▸ **Short problem**: Copy every line from the start of the entries through the line that contains "[[93, 206]]", raising each coordinate in the answer point lists by 37 and leaving the requests and their sample formats unchanged.

▸ **Provided records**:
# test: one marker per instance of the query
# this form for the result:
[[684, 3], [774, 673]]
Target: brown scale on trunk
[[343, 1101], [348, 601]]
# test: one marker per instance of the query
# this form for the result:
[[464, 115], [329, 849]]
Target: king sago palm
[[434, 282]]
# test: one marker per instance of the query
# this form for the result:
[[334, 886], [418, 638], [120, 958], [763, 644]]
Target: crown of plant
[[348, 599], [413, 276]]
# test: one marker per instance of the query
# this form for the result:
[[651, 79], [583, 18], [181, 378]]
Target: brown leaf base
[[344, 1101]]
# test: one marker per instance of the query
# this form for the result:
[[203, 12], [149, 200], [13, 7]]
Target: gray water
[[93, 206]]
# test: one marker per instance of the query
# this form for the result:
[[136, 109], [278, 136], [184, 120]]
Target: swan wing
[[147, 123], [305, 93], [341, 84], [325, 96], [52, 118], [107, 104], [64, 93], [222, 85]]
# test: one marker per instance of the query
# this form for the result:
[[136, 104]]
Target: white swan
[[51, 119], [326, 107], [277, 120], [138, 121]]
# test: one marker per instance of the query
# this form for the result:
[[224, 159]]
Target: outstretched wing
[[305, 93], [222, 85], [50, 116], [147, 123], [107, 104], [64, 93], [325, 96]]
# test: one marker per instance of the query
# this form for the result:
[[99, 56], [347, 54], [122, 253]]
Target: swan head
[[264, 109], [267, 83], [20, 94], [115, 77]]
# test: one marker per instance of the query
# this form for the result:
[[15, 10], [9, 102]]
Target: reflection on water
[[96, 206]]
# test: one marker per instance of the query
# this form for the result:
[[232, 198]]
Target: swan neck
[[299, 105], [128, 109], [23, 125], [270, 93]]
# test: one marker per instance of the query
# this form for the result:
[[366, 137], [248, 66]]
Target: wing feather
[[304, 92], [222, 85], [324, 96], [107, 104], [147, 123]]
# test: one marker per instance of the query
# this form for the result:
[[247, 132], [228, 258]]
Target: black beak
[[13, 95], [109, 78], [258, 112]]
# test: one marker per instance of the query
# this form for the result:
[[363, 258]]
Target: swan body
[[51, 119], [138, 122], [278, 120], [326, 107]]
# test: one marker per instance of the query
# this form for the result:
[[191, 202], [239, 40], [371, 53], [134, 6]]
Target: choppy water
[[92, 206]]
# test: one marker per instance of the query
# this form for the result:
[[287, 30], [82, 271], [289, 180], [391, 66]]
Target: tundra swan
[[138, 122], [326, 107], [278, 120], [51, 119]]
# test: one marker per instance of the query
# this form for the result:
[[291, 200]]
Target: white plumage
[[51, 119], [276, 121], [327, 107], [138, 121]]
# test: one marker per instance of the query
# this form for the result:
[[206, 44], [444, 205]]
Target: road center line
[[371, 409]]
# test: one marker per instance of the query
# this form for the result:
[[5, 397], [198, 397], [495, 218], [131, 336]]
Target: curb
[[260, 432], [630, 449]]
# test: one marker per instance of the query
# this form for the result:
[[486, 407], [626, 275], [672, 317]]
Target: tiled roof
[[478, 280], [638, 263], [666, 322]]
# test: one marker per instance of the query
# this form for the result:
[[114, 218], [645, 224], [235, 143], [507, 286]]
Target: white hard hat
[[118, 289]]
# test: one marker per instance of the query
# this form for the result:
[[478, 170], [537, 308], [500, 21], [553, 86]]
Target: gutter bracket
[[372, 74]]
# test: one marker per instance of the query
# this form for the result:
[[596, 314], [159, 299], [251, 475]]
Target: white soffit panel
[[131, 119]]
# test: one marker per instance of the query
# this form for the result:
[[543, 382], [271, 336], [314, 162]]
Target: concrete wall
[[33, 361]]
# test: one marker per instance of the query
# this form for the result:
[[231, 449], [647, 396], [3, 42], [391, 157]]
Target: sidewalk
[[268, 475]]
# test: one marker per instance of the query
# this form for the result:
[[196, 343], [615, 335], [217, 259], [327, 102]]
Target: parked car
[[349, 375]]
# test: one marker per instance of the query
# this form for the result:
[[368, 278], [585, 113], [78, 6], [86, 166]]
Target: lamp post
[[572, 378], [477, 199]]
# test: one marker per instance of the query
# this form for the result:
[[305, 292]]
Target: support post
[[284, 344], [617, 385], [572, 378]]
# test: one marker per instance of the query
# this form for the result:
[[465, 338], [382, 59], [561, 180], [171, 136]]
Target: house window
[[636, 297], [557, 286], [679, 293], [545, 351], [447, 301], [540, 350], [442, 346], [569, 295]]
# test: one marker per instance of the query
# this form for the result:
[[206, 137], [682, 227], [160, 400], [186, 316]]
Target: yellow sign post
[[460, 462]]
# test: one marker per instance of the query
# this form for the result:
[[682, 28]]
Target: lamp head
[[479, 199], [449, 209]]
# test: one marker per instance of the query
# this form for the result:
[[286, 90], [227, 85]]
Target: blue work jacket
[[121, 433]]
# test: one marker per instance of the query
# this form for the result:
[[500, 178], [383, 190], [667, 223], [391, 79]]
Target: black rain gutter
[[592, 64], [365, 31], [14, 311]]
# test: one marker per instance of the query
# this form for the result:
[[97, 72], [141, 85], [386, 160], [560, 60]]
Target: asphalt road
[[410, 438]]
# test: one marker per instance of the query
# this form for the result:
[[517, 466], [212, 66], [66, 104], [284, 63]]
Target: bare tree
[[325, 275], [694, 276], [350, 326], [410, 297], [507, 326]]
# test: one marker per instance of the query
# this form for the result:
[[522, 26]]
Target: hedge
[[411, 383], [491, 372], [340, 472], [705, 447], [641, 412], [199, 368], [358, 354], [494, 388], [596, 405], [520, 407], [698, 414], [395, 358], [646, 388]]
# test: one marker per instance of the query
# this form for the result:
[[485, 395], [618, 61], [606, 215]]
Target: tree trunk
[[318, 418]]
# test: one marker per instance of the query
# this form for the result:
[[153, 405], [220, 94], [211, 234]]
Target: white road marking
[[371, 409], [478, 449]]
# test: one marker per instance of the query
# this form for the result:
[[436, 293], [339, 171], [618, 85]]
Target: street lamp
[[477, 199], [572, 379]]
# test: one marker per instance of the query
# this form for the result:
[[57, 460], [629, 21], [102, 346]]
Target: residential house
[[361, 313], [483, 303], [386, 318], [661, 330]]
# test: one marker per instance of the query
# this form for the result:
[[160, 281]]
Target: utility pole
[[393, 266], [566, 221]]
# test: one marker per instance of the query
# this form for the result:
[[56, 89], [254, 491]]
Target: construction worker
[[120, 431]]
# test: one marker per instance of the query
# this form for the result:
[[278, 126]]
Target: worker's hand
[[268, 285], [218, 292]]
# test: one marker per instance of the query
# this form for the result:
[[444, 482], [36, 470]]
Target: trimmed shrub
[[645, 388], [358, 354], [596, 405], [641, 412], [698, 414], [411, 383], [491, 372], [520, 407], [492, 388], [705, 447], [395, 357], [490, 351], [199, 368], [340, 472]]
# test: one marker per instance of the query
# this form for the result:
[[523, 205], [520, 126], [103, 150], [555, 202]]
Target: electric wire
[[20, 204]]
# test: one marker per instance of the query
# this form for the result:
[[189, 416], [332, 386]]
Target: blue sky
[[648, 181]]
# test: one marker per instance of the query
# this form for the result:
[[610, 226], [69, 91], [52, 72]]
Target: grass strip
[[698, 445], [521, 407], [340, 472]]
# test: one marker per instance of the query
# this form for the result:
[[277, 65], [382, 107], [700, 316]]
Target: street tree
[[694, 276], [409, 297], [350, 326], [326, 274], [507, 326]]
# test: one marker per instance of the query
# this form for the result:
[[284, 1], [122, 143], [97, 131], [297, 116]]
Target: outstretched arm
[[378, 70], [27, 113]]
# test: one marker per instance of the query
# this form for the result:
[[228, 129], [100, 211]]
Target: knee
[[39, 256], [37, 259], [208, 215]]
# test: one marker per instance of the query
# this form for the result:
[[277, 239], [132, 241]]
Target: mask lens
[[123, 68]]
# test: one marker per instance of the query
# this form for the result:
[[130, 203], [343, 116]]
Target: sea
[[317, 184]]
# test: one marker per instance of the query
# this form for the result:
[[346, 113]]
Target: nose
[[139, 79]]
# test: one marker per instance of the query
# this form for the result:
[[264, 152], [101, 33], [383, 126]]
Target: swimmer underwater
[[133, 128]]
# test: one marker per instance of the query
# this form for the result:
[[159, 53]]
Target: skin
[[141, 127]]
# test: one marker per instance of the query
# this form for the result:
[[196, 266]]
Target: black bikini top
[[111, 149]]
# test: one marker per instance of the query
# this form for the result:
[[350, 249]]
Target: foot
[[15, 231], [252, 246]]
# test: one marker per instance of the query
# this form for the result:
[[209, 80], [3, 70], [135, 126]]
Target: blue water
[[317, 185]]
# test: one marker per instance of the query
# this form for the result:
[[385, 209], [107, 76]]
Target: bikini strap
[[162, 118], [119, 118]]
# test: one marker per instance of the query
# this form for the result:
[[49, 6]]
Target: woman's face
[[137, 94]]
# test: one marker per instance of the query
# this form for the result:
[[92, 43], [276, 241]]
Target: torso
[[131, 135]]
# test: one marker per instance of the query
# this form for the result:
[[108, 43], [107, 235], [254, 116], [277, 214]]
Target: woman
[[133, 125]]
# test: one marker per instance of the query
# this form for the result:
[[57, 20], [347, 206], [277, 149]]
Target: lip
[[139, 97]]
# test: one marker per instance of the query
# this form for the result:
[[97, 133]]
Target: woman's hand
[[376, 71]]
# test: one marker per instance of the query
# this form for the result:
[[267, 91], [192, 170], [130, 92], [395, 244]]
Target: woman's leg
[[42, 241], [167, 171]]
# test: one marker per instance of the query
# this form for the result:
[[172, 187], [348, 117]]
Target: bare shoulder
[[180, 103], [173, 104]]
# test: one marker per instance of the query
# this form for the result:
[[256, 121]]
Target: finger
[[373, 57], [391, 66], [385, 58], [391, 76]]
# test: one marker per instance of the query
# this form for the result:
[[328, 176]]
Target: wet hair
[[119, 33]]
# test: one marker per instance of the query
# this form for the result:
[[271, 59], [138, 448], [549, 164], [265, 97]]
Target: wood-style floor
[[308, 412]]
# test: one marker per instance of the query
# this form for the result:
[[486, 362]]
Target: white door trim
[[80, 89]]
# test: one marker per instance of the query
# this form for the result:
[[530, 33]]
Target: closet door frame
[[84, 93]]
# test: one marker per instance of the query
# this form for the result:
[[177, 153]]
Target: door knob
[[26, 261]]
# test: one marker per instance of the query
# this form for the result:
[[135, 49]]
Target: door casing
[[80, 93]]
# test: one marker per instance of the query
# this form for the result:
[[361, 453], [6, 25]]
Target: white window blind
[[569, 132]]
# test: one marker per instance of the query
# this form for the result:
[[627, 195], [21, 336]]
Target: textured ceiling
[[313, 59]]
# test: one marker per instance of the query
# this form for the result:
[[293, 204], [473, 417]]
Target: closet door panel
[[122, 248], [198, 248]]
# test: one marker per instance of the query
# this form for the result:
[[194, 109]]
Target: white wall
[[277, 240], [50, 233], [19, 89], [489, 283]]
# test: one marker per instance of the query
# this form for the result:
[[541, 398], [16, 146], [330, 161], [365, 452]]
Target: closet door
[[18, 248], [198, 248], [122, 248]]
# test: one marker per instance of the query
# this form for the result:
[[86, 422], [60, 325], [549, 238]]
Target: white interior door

▸ **Reply to the task**:
# test: one marker per instance of the query
# this form for the result:
[[684, 3], [774, 673]]
Target: brown scale on trunk
[[380, 1138], [385, 638]]
# test: one marker per instance of the query
# this form for the result:
[[464, 115], [329, 849]]
Target: king sago palm
[[471, 319]]
# test: one marker per instance of the query
# this form for the result:
[[334, 886], [418, 638], [120, 958], [763, 644]]
Target: crown of plant
[[385, 636], [450, 313]]
# test: one marker per instance of the query
# this form for the result:
[[651, 79], [583, 18], [181, 378]]
Target: brown leaf base
[[381, 1138]]
# test: one marker per instance of the query
# this form for the result:
[[203, 12], [149, 200], [13, 7]]
Target: gray water
[[130, 243]]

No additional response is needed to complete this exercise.